GIVEN TEXT:
+ + + + +

Despite Visva Bharati’s refusal, the Poush-Parbon mela held in Bolpur 

  • December 26, 2020

The Poush-Parbon mela organised by Bangla Sanskritik Mancha in Bolpur was a clear and loud message to the Raja, in Bengal there will be ‘NO PASARAN’ to the merchants of hate and bigotry. It became an instance of people’s takeover of their own culture and history and took us back to Rabindranath’s original vision and spirit behind setting up of the Visva Bharati— presently under the clutches of right wing fanatics. But then, like Kishore, Nandini and Bishu Pagol in Raktakarabi, there are Samiruls, Manishas and Ripons still alive in Birbhum, who refuse to let the fascists and their stooges erase the dreams of the poet and turn Shantiniketan into a modern ‘Jakkhapuri’.  A report by Joyee Banerjee.

+ + + + +

TASKS TO COMPLETE:
a. According to the report, which organization organized the Poush-Parbon mela in Bolpur?
b. Summarize the report in two sentences.
c. Please repeat the report from "The Poush-Parbon mela organised" to "by Joyee Banerjee.".

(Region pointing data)
+ + + + +

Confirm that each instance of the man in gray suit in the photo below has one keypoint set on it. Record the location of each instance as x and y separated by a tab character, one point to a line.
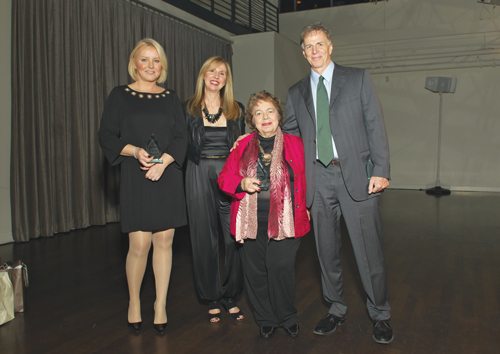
336	112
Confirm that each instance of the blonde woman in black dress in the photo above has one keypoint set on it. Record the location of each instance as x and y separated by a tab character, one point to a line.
215	120
152	201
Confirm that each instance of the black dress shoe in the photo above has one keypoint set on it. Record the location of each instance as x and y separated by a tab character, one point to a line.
160	328
382	332
267	331
293	331
136	327
328	324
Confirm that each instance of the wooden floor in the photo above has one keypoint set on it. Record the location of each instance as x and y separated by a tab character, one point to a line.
443	259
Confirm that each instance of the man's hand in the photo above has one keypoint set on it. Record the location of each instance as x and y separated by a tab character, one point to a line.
377	184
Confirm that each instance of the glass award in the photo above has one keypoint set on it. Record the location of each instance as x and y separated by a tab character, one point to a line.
153	149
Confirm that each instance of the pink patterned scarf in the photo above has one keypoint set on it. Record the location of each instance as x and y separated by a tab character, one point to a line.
280	223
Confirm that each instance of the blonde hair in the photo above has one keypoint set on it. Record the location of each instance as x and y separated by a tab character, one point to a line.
230	107
148	42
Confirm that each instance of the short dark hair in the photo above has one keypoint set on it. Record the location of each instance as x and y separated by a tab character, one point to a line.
262	96
316	26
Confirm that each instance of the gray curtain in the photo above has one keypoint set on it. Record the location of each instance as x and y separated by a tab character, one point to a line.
66	58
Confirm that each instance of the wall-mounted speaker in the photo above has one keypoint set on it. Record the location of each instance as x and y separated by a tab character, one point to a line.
441	84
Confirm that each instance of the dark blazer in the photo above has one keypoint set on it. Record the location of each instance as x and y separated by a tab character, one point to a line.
196	132
357	126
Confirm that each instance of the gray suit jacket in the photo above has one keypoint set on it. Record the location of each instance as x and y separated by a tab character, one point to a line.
357	125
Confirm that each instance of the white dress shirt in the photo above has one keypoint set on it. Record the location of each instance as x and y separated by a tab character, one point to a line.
327	74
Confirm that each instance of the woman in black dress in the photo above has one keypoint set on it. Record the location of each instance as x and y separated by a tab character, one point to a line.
215	120
152	201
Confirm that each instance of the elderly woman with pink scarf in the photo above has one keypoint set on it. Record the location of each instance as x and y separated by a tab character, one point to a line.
265	175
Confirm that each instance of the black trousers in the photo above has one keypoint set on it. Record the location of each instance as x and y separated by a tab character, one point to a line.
269	268
364	223
207	205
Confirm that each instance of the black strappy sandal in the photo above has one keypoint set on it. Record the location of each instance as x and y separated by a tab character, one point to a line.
229	304
214	305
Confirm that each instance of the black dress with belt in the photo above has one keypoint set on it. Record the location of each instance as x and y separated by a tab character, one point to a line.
130	117
207	205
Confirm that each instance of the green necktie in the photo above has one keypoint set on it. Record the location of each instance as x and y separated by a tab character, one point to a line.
324	138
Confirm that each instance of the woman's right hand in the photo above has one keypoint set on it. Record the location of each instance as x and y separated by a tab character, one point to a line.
250	185
143	157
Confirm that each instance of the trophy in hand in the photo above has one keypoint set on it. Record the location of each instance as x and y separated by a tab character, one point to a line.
153	149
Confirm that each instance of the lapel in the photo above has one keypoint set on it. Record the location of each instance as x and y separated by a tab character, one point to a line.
305	91
338	81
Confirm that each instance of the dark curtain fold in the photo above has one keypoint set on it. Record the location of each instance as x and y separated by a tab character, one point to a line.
66	58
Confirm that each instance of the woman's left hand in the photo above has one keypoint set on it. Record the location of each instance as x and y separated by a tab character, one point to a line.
154	172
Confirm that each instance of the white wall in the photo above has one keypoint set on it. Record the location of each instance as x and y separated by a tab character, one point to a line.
174	11
266	61
5	119
402	42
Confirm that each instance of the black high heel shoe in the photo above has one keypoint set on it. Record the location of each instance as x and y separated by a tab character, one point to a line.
229	304
135	327
160	328
214	317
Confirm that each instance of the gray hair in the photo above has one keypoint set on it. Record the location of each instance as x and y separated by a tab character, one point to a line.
316	26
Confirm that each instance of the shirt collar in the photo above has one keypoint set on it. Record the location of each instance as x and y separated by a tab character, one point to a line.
327	74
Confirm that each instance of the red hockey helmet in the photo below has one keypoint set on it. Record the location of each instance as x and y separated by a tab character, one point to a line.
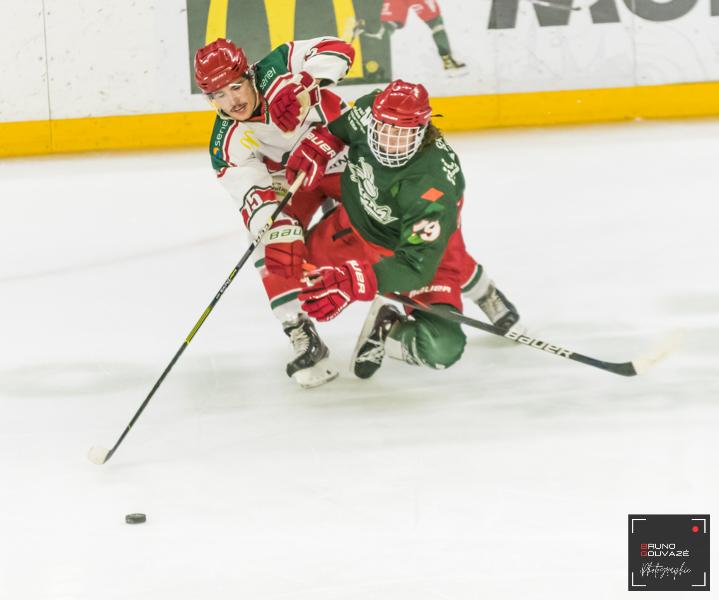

+ + + + +

RESPONSES TO THE TASKS:
a. Bangla Sanskritik Mancha

b. A Poush-Parbon mela organized by Bangla Sanskritik Mancha was held in Bolpur despite Visva Bharati's refusal, and the report calls it a clear and loud message that in Bengal there will be 'NO PASARAN' to the merchants of hate and bigotry. It describes the event as people's takeover of their own culture and history and a return to Rabindranath's original vision for Visva Bharati, which it says is now under the clutches of right wing fanatics.

c.
The Poush-Parbon mela organised by Bangla Sanskritik Mancha in Bolpur was a clear and loud message to the Raja, in Bengal there will be ‘NO PASARAN’ to the merchants of hate and bigotry. It became an instance of people’s takeover of their own culture and history and took us back to Rabindranath’s original vision and spirit behind setting up of the Visva Bharati— presently under the clutches of right wing fanatics. But then, like Kishore, Nandini and Bishu Pagol in Raktakarabi, there are Samiruls, Manishas and Ripons still alive in Birbhum, who refuse to let the fascists and their stooges erase the dreams of the poet and turn Shantiniketan into a modern ‘Jakkhapuri’.  A report by Joyee Banerjee.